▶ [Task to carry out]: Your answer must hold only the lines below from the line containing "Target: cabin ceiling" through the line containing "example | (90,165)", each reproduced exactly.

[Natural language region descriptions]
[Start of Attachment]

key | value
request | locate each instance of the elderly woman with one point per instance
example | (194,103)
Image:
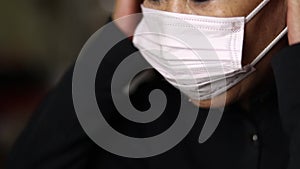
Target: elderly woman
(260,126)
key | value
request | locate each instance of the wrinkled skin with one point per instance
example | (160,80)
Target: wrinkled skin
(259,32)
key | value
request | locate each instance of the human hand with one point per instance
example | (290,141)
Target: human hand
(293,21)
(124,8)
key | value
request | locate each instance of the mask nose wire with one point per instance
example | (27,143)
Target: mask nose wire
(256,10)
(270,46)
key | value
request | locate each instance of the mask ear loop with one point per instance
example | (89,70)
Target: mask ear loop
(270,46)
(256,10)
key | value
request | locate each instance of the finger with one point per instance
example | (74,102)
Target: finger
(293,21)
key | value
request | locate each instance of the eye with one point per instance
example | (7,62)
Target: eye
(198,1)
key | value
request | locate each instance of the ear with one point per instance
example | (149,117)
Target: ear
(123,15)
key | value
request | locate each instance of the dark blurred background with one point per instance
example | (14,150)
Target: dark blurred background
(39,39)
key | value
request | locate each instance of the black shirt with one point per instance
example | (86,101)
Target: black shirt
(267,137)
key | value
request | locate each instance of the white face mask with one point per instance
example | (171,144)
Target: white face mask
(200,55)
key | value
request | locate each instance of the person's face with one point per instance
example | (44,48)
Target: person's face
(259,32)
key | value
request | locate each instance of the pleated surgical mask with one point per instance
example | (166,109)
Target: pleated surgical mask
(199,55)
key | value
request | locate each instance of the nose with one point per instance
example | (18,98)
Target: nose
(177,6)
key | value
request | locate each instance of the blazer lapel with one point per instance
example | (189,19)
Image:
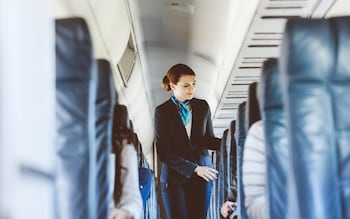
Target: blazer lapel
(177,119)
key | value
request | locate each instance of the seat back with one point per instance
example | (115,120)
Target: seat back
(232,163)
(75,121)
(104,118)
(241,133)
(276,139)
(316,70)
(252,106)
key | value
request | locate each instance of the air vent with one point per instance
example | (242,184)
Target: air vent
(181,7)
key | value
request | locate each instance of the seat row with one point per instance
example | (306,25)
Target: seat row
(302,99)
(86,111)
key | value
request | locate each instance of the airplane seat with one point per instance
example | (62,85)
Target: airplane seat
(76,85)
(104,118)
(240,136)
(221,193)
(276,139)
(252,111)
(232,174)
(316,71)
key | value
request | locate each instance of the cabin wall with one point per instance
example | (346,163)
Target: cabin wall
(110,27)
(27,109)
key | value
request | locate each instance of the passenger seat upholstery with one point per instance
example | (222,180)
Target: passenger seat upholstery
(75,121)
(276,139)
(316,70)
(240,136)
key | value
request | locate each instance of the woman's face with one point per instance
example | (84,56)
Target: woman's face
(184,88)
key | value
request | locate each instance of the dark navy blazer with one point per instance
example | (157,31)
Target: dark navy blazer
(179,154)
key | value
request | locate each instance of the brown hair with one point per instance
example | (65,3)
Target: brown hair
(174,73)
(122,130)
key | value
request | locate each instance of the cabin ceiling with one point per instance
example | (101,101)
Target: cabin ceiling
(225,42)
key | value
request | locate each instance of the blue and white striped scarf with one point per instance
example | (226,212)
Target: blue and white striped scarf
(185,112)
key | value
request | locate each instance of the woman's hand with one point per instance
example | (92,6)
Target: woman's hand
(227,208)
(118,213)
(207,173)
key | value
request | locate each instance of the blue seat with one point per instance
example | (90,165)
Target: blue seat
(253,111)
(316,70)
(232,163)
(276,138)
(240,136)
(75,121)
(104,117)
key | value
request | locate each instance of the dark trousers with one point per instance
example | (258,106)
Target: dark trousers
(186,201)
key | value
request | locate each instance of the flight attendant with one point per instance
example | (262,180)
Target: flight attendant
(183,135)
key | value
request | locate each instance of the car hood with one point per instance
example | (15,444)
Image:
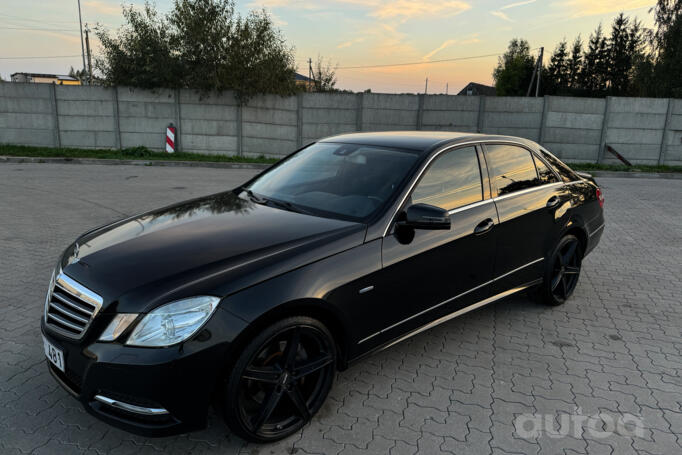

[End of Attachment]

▶ [Output]:
Target: cabin ceiling
(225,42)
key | value
request | locate each instance of the blue and white striped scarf with one point per instance
example | (226,212)
Target: blue and white striped scarf
(185,112)
key | value
request | locate each instance of the woman's hand with one point per instance
example | (92,6)
Target: woman's hand
(227,208)
(118,213)
(207,173)
key | value
request | locate each instance of the blue seat with one point per instance
example | (90,165)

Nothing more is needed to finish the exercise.